Excerpted data section start

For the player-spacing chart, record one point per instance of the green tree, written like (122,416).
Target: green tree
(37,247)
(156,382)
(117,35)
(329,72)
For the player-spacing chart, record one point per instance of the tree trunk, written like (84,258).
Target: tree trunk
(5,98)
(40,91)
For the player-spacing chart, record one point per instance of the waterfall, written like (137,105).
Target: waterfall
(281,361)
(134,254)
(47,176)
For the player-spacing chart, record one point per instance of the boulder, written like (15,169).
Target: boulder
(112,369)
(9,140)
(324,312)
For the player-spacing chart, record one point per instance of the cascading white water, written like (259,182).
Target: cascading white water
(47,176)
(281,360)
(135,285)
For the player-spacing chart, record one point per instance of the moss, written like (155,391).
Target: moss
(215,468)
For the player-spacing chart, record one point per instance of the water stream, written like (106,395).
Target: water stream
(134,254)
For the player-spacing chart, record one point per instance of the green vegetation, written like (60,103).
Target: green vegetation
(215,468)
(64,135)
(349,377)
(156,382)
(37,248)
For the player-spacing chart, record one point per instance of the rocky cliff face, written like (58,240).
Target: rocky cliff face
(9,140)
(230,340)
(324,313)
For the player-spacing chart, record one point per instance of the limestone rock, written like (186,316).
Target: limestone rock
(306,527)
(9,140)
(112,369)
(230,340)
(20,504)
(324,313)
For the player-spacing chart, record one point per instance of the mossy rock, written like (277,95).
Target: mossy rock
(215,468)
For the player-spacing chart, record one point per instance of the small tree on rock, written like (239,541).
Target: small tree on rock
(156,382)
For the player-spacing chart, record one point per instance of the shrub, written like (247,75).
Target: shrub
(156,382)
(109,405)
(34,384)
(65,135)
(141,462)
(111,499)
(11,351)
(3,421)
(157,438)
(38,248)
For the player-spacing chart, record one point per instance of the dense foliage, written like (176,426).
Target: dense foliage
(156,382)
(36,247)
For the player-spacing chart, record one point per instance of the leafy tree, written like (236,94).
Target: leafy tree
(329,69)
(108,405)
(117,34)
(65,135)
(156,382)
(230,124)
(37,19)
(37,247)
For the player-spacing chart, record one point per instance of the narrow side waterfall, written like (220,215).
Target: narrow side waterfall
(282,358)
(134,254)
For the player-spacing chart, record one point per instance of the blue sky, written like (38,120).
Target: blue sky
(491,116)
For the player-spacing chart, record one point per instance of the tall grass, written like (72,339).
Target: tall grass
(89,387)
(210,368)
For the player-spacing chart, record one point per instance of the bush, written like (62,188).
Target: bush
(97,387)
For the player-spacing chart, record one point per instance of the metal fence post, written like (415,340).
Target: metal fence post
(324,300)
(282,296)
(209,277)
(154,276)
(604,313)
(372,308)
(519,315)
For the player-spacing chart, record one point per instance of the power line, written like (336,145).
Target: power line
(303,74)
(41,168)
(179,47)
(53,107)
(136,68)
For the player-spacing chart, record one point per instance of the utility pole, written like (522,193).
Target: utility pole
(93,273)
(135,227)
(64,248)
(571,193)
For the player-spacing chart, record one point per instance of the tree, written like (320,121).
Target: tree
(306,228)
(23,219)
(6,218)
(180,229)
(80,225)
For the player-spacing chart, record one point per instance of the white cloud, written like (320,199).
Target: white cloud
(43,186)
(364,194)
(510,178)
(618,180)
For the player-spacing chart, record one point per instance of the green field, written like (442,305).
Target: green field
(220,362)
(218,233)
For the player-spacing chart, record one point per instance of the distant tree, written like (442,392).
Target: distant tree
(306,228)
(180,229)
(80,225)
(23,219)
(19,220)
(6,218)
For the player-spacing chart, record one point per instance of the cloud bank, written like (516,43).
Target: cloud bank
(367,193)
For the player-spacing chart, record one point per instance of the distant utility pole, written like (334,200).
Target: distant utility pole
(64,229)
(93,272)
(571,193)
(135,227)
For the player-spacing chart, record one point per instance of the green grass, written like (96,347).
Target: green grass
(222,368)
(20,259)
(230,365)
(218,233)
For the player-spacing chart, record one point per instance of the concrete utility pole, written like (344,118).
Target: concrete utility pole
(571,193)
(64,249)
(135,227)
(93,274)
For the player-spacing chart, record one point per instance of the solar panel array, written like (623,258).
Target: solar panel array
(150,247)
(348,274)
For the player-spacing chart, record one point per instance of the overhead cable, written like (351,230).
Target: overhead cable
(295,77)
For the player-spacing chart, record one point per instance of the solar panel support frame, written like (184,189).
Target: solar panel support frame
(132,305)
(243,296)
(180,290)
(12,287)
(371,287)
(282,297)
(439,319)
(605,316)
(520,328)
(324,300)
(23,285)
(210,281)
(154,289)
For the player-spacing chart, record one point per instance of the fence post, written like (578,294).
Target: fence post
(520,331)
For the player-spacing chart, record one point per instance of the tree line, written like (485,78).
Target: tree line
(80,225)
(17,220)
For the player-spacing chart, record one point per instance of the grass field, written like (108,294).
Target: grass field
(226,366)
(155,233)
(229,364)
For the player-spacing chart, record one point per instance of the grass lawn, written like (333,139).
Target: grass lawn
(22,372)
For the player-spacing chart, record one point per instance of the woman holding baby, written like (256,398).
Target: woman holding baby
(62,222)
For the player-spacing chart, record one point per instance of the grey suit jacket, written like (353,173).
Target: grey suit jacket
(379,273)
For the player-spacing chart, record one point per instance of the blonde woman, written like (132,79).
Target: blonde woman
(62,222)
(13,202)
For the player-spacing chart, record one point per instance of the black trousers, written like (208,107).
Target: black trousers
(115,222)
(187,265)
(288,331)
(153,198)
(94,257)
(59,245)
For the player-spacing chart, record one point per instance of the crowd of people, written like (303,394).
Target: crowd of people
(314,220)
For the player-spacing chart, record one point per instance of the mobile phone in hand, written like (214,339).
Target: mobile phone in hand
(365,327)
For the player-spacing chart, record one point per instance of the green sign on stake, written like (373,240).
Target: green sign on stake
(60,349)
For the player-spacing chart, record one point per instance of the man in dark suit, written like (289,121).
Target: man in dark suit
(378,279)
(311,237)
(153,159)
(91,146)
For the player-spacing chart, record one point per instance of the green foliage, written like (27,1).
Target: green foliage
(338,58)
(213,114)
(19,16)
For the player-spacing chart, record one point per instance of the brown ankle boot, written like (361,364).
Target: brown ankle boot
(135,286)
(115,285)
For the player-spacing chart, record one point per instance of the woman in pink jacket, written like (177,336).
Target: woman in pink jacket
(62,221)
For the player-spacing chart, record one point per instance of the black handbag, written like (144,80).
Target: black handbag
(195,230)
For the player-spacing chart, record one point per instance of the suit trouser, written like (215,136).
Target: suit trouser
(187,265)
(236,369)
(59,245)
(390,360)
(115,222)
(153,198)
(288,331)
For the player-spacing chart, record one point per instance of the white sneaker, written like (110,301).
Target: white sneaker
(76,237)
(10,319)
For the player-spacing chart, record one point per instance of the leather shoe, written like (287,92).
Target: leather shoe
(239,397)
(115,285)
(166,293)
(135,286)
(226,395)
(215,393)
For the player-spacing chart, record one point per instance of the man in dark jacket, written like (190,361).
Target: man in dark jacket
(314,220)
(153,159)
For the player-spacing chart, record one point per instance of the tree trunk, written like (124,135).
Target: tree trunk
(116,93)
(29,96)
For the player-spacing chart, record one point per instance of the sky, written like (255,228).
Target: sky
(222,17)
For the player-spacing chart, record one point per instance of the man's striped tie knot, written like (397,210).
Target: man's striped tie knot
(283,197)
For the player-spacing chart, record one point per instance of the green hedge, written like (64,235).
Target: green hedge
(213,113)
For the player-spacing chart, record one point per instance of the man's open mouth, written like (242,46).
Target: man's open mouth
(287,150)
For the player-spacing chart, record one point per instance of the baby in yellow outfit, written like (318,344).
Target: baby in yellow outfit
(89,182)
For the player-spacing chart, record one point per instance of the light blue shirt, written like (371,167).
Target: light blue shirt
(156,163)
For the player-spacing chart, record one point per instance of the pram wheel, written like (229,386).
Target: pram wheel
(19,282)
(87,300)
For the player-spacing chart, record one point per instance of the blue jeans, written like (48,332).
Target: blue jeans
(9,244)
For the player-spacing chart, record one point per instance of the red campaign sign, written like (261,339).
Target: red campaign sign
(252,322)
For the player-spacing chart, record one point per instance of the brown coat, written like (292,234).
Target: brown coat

Excerpted data section end

• Exercise description: In the listing above, find each line where "coat" occurs and copy it.

• Solution for this task:
For the player-spacing chart, record one point per instance of the brown coat, written like (292,234).
Target: brown coat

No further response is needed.